• WORK TASK
Locate, in the data below, the line that contains "Task: locate the farmland, a" and the line that contains "Task: locate the green field, a"; reproduce exactly those two lines and every line between them, nothing more.

(Point-per-instance localization data)
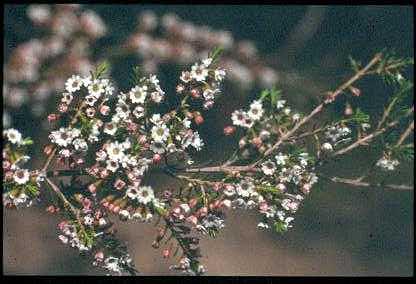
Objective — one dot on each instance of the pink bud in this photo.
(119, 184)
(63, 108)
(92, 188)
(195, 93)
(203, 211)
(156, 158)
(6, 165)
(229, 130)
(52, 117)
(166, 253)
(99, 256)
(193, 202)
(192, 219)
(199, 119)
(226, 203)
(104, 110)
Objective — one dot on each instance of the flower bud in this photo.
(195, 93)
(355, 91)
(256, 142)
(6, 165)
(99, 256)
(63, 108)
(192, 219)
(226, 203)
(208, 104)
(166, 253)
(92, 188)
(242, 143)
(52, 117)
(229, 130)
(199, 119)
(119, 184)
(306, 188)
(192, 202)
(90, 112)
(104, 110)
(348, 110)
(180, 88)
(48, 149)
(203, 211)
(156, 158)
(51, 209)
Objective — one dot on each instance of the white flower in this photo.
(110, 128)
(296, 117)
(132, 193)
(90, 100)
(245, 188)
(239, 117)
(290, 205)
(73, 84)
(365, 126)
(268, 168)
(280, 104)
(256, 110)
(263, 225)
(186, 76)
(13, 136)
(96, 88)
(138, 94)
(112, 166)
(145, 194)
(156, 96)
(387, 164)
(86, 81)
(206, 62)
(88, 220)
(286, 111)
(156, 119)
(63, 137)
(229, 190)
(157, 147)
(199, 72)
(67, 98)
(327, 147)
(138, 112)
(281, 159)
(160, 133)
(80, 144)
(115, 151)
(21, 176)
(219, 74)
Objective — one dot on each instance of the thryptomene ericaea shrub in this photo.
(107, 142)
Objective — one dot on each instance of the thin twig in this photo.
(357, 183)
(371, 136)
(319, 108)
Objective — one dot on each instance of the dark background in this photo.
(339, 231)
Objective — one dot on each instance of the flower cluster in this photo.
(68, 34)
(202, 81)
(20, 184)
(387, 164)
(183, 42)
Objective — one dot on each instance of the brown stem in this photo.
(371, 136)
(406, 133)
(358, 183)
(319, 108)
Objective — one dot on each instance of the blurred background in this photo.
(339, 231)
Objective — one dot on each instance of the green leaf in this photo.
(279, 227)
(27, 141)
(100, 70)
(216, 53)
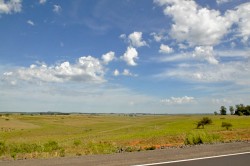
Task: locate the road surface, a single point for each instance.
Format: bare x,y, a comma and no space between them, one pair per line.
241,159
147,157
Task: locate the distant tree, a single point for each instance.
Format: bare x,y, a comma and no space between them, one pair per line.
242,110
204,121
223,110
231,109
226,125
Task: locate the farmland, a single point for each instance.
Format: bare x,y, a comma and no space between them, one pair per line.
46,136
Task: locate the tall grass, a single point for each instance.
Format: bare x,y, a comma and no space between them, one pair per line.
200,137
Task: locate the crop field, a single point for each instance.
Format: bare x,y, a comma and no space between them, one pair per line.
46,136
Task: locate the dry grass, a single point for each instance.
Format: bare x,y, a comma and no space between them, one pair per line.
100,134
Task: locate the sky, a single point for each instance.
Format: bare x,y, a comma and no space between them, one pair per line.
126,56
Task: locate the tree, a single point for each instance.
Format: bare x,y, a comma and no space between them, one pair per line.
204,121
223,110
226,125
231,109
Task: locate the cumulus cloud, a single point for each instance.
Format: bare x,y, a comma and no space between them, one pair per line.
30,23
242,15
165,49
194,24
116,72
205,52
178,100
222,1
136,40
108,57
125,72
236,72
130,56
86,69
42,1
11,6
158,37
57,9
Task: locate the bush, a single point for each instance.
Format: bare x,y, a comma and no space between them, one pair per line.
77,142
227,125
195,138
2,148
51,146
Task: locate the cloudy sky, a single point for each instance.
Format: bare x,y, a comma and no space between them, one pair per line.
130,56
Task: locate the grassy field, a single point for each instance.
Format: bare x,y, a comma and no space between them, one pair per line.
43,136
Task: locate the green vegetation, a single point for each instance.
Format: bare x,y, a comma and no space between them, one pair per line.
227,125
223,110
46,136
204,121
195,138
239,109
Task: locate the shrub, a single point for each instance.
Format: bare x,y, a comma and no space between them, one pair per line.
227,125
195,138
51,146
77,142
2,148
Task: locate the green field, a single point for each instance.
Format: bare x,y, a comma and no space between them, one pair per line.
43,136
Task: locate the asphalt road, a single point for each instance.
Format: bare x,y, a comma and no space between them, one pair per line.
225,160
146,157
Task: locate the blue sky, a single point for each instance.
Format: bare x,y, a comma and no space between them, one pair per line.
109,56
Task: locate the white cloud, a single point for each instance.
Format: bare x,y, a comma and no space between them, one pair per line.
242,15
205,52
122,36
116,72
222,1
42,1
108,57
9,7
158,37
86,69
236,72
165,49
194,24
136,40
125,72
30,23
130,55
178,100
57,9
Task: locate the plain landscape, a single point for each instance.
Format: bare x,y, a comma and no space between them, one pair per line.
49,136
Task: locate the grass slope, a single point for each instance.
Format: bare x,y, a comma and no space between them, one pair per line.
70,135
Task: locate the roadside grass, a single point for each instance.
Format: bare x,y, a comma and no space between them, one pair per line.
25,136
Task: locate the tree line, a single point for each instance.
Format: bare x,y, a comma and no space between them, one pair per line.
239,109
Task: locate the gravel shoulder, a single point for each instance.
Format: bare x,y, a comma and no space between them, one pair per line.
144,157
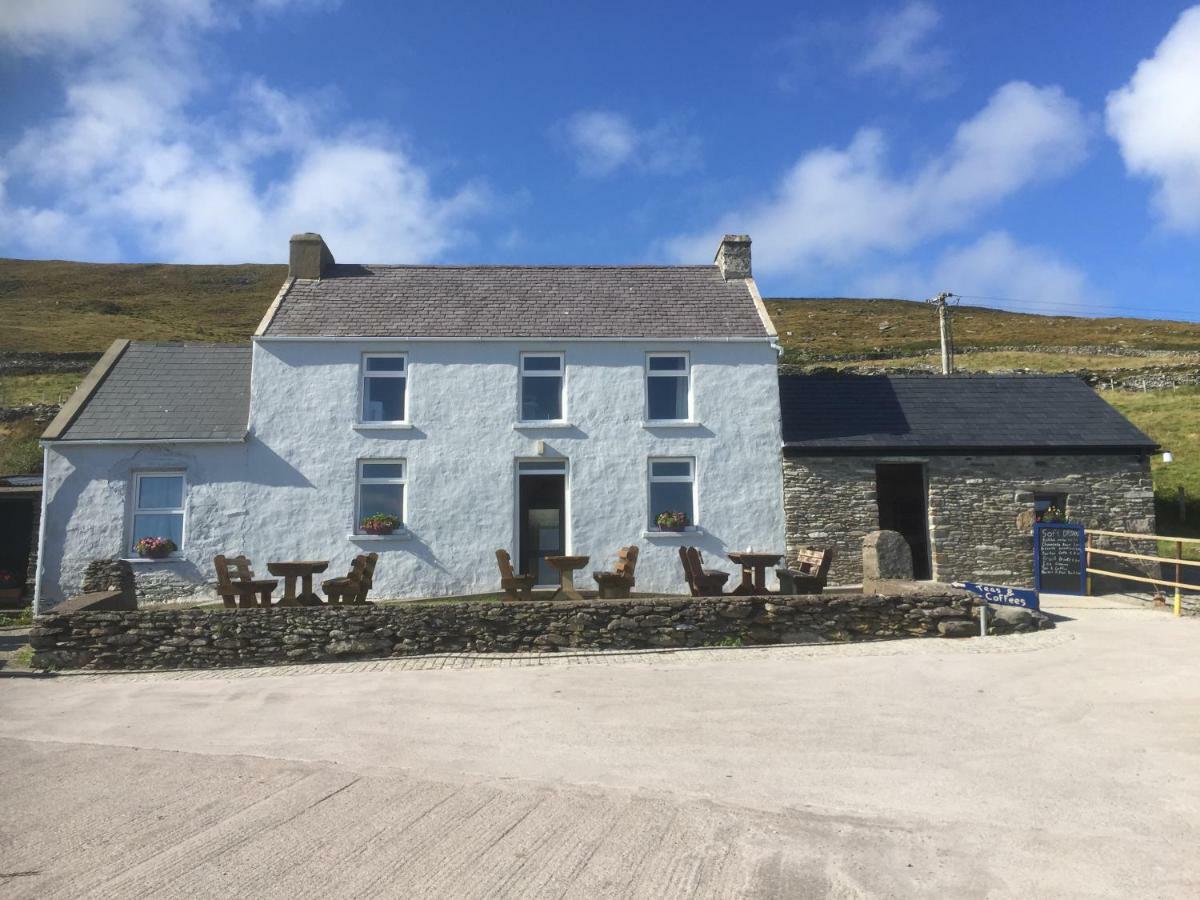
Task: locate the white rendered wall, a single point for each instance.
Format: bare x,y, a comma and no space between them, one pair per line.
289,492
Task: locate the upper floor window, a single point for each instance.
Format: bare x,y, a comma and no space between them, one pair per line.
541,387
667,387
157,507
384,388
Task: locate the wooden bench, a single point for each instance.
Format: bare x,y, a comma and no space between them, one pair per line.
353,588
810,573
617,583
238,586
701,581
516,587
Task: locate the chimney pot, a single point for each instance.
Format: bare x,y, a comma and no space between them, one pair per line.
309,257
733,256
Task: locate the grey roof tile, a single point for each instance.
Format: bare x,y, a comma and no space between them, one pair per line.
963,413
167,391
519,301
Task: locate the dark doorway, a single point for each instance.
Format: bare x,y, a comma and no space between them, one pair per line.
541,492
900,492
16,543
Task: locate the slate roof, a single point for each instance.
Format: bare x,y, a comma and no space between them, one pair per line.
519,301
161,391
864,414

* * *

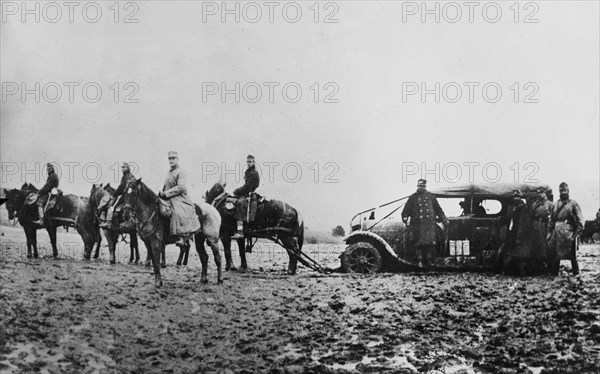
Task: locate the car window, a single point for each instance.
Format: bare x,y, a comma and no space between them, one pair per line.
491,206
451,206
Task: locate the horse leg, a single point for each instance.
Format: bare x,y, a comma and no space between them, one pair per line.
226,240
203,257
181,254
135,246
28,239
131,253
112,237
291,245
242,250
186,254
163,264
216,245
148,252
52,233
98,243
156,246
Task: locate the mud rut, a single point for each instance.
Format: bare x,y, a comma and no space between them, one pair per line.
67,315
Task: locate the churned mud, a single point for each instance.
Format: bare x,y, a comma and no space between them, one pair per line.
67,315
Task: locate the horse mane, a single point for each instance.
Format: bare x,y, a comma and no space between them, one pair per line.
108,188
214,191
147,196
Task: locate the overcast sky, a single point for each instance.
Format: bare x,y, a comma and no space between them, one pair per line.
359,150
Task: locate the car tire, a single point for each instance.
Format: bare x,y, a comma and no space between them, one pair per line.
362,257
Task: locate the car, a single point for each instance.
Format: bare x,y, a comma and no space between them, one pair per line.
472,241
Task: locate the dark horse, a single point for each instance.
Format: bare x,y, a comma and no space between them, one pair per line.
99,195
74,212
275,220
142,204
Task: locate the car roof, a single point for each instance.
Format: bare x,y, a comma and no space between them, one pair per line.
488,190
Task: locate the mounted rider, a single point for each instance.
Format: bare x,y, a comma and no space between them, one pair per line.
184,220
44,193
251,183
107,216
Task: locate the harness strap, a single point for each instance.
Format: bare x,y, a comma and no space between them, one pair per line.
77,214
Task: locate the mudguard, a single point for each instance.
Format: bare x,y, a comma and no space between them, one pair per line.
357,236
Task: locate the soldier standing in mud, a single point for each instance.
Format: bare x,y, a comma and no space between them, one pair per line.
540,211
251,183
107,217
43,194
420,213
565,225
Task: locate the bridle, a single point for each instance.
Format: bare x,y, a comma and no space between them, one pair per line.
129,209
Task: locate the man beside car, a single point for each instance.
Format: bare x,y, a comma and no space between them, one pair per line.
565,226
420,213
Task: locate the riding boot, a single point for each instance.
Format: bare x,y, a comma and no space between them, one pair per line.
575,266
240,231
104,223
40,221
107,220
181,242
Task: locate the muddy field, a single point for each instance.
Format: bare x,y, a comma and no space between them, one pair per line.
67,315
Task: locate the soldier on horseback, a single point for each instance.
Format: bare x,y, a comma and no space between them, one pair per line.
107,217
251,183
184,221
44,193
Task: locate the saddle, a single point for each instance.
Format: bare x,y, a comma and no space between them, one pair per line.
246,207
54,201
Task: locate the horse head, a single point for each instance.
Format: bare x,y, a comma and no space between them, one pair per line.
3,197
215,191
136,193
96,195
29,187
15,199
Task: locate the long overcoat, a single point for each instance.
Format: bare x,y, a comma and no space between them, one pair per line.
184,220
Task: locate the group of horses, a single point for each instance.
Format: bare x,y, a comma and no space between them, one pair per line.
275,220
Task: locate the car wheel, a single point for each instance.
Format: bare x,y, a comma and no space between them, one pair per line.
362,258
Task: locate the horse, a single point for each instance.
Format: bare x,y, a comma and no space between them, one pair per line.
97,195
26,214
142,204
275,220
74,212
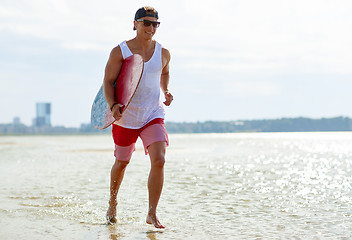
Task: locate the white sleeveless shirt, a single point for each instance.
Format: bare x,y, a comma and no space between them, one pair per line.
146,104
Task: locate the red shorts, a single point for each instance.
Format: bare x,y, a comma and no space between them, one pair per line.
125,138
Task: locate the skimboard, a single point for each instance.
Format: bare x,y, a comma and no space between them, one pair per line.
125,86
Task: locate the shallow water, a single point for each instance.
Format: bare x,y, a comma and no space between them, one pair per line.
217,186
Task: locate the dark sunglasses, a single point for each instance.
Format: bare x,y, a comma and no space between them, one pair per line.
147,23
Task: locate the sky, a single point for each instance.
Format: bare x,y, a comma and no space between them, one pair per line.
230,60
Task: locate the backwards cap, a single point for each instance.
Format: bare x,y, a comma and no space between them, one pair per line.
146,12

• WRITTEN ANSWER
Task: locate the farmland, a single point for each instance.
Format: bare x,y, a comma and no space between them, one pair per line.
46,136
Task: locate the tall grass, a single point for each instance.
Format: bare x,y, a comma and no space between them, one pair per line.
200,137
Task: locate the crop field, a single point for each instance.
Format: bare x,y, a comma and no space between them, one pair per line.
46,136
Task: locate the dry grass, a single point for each instance.
Format: bare x,y, a comma and no space between them, one pair per line.
100,134
Task: locate the sky, a single point for each instance.
Format: bare x,y, a comma and no space between them, one pair per line.
126,56
Task: locate the tree, a single point for each instance.
Format: bare x,y, a comma and no space between them, one pair per line.
204,121
223,110
226,125
231,109
Task: locate the cumulus cloud, a single point for each instance.
Format: bare x,y, a comma and no space between them, one pair per line.
30,23
242,15
165,49
194,24
116,72
205,52
178,100
222,1
136,40
108,57
125,72
236,72
130,56
86,69
42,1
11,6
158,37
57,9
Task: locate the bush, a single point for each instance.
Format: bare x,y, a comma and no space between them, one pair per line.
77,142
227,125
195,138
2,148
51,146
Task: locate the cloudy sky, a single point for each instance.
Format: bare x,y, a comma and no space between them, one pair per line.
130,56
Task: locate the grassy field, a single point for each instance.
Format: bare x,y, a comma and no space between them, one pair per line.
43,136
Task: locate the green vegetation, a single point for each instance.
Format: bare x,y, a comma and no space between them, one pair per line.
227,125
223,110
46,136
204,121
195,138
239,109
Task: locate the shrub, a single point for each instance.
Format: bare x,y, a comma and no space between them, one pair per line.
227,125
195,138
51,146
77,142
2,148
Task: locate the green field, a single point for each instance.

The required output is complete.